* ACTIVITY
Lines from the one containing "positive clicks: (230, 404)" through the last line of the data below are to be returned exactly; leave out the rest.

[[ TASK INPUT, beginning ]]

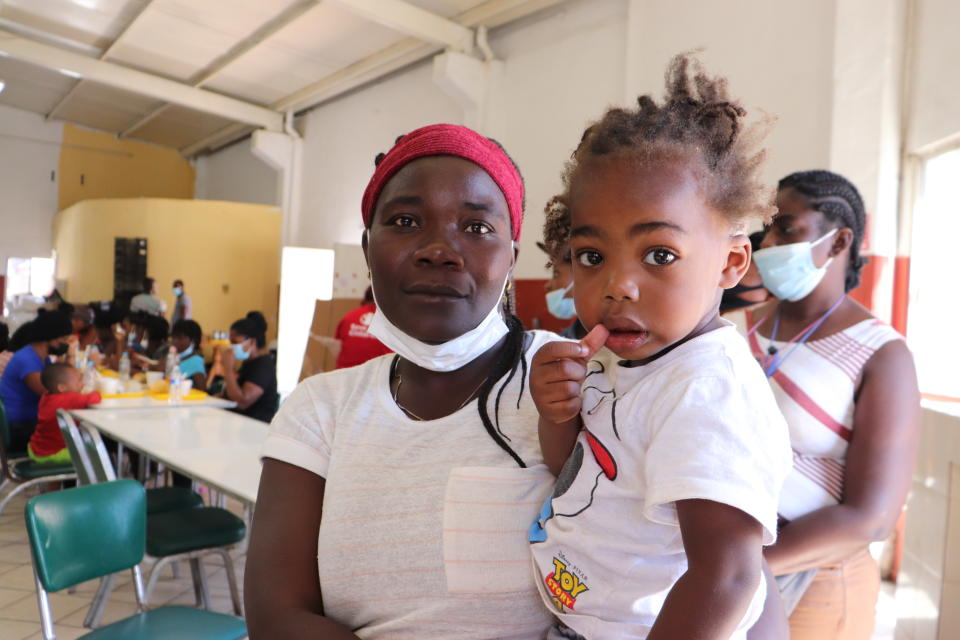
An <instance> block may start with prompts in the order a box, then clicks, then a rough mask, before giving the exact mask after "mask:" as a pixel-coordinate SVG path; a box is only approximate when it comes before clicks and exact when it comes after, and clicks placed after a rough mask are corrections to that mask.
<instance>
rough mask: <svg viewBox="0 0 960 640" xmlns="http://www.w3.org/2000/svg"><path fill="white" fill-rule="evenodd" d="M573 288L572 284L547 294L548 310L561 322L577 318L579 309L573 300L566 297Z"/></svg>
mask: <svg viewBox="0 0 960 640" xmlns="http://www.w3.org/2000/svg"><path fill="white" fill-rule="evenodd" d="M572 288H573V283H572V282H571V283H570V284H568V285H567V286H566V287H564V288H563V289H554V290H553V291H550V292H548V293H547V309H548V310H549V311H550V315H552V316H554V317H556V318H560V319H561V320H569V319H570V318H575V317H576V316H577V307H576V305H575V304H574V302H573V298H567V297H566V295H567V293H568V292H569V291H570V289H572Z"/></svg>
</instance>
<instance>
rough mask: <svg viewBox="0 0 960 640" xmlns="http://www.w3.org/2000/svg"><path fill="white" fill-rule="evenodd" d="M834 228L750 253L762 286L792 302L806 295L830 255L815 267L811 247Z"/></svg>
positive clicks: (820, 272) (783, 299) (784, 298)
mask: <svg viewBox="0 0 960 640" xmlns="http://www.w3.org/2000/svg"><path fill="white" fill-rule="evenodd" d="M836 232H837V230H836V229H831V230H830V231H829V232H827V233H825V234H824V235H822V236H820V238H819V239H817V240H815V241H813V242H809V241H805V242H794V243H792V244H782V245H779V246H776V247H767V248H766V249H760V251H757V252H756V253H754V254H753V261H754V263H755V264H756V265H757V271H759V272H760V278H761V279H762V280H763V286H764V287H766V289H767V290H768V291H769V292H770V293H771V294H773V295H774V296H775V297H777V298H779V299H781V300H789V301H790V302H796V301H797V300H802V299H803V298H806V297H807V296H808V295H810V293H811V292H812V291H813V290H814V289H816V288H817V285H818V284H820V281H821V280H823V276H824V275H826V273H827V267H829V266H830V263H831V262H833V258H829V259H828V260H827V261H826V262H825V263H824V265H823V266H822V267H817V266H816V265H815V264H814V263H813V248H814V247H815V246H817V245H818V244H820V243H821V242H823V241H824V240H826V239H827V238H829V237H830V236H832V235H833V234H835V233H836Z"/></svg>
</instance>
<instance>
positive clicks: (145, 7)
mask: <svg viewBox="0 0 960 640" xmlns="http://www.w3.org/2000/svg"><path fill="white" fill-rule="evenodd" d="M152 1H153V0H146V1H145V2H144V3H143V5H142V6H141V7H140V10H139V11H137V13H136V14H135V15H134V16H133V17H132V18H131V19H130V20H129V21H128V22H127V24H126V26H124V27H123V29H121V30H120V33H119V34H117V37H116V38H114V39H113V42H111V43H110V46H109V47H107V48H106V49H104V50H103V51H102V52H100V55H99V56H98V58H99V59H100V60H106V59H107V58H108V57H109V56H110V54H111V53H112V52H113V50H114V49H115V48H116V46H117V44H119V43H120V41H121V40H123V37H124V36H125V35H127V33H129V31H130V28H131V27H133V25H134V24H136V22H137V20H139V19H140V16H142V15H143V14H144V13H145V12H146V10H147V7H149V6H150V3H151V2H152ZM82 84H83V80H82V79H80V80H77V81H76V82H75V83H74V84H73V86H72V87H70V91H67V93H66V94H65V95H64V96H63V97H62V98H60V100H58V101H57V104H55V105H53V109H50V111H49V112H48V113H47V115H46V116H45V117H46V119H47V120H51V119H53V118H56V117H57V116H59V115H60V112H61V111H62V110H63V108H64V107H65V106H66V104H67V103H68V102H70V100H71V99H72V98H73V96H74V95H75V94H76V93H77V91H79V90H80V85H82Z"/></svg>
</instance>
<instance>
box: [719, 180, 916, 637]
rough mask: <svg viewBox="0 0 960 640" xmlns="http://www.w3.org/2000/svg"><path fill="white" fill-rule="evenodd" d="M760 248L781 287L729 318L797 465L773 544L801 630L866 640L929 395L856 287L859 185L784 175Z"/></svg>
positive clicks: (789, 601)
mask: <svg viewBox="0 0 960 640" xmlns="http://www.w3.org/2000/svg"><path fill="white" fill-rule="evenodd" d="M777 208H778V212H777V214H776V216H775V217H774V219H773V222H772V223H771V225H770V228H769V230H768V231H767V234H766V236H765V237H764V239H763V243H762V247H761V249H760V251H758V252H757V253H756V254H755V255H754V262H755V263H756V265H757V269H758V270H759V272H760V276H761V277H762V278H763V284H764V286H765V287H766V288H767V289H768V290H769V291H770V293H771V294H772V295H773V296H774V297H775V298H777V299H776V300H774V301H772V302H769V303H767V304H766V305H764V306H761V307H759V308H758V309H754V310H752V312H751V310H747V311H737V312H734V313H731V314H728V315H727V316H726V317H727V318H728V319H729V320H731V321H733V322H734V323H735V324H737V326H738V327H739V328H740V329H741V331H742V332H743V333H744V334H745V335H746V336H747V338H748V340H749V341H750V346H751V349H752V350H753V353H754V355H755V357H756V358H757V359H758V360H759V361H760V363H761V365H762V366H763V368H764V370H765V372H766V374H767V379H768V381H769V382H770V386H771V387H772V388H773V392H774V396H775V397H776V399H777V403H778V405H779V406H780V410H781V411H782V412H783V415H784V417H785V418H786V420H787V425H788V426H789V428H790V441H791V445H792V447H793V454H794V455H793V458H794V468H793V471H792V472H791V473H790V475H789V476H788V478H787V481H786V483H785V484H784V487H783V491H782V492H781V495H780V505H779V513H780V535H779V537H778V538H777V542H776V544H774V545H772V546H770V547H767V548H766V549H765V552H764V556H765V557H766V559H767V562H768V563H769V564H770V568H771V569H772V570H773V572H774V574H775V575H776V576H777V581H778V582H779V583H781V584H780V591H781V593H782V594H783V596H784V603H785V604H786V606H787V610H788V612H790V636H791V638H793V640H869V638H870V637H871V635H872V632H873V623H874V615H875V608H876V602H877V596H878V592H879V587H880V571H879V569H878V568H877V565H876V563H875V562H874V560H873V558H872V557H871V556H870V553H869V551H868V548H867V547H868V545H869V544H870V543H871V542H874V541H878V540H885V539H886V538H887V537H889V536H890V534H891V533H892V532H893V530H894V527H895V526H896V523H897V520H898V519H899V517H900V513H901V510H902V508H903V504H904V502H905V500H906V496H907V491H908V489H909V488H910V481H911V476H912V471H913V460H914V452H915V450H916V444H917V434H918V431H919V418H920V394H919V391H918V389H917V378H916V373H915V370H914V365H913V357H912V356H911V355H910V351H909V350H908V349H907V345H906V343H905V342H904V340H903V337H902V336H901V335H900V334H898V333H897V332H896V331H895V330H894V329H893V328H891V327H890V326H888V325H887V324H885V323H884V322H882V321H880V320H878V319H877V318H876V316H874V315H873V314H872V313H871V312H870V310H869V309H866V308H864V307H863V306H861V305H860V304H858V303H857V302H855V301H854V300H853V299H851V298H850V297H849V296H848V295H847V294H848V292H849V291H850V290H851V289H853V288H854V287H856V286H857V284H859V282H860V270H861V269H862V268H863V264H864V263H865V262H866V261H865V260H864V259H863V258H862V257H861V256H860V248H861V244H862V242H863V235H864V231H865V229H866V214H865V211H864V205H863V200H862V199H861V197H860V193H859V192H858V191H857V189H856V187H854V186H853V184H851V183H850V182H849V181H848V180H847V179H846V178H844V177H843V176H840V175H837V174H835V173H831V172H829V171H803V172H799V173H794V174H791V175H789V176H787V177H786V178H784V179H783V180H781V181H780V184H779V187H778V192H777Z"/></svg>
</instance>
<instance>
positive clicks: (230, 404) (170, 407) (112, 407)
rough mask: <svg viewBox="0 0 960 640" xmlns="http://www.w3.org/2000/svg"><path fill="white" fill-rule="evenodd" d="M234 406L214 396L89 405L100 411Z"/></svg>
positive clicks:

[[ TASK INPUT, end ]]

* RESULT OF THIS TASK
positive clicks: (230, 404) (170, 407) (112, 407)
rough mask: <svg viewBox="0 0 960 640" xmlns="http://www.w3.org/2000/svg"><path fill="white" fill-rule="evenodd" d="M234 406L214 396L89 405L100 411Z"/></svg>
positive clicks:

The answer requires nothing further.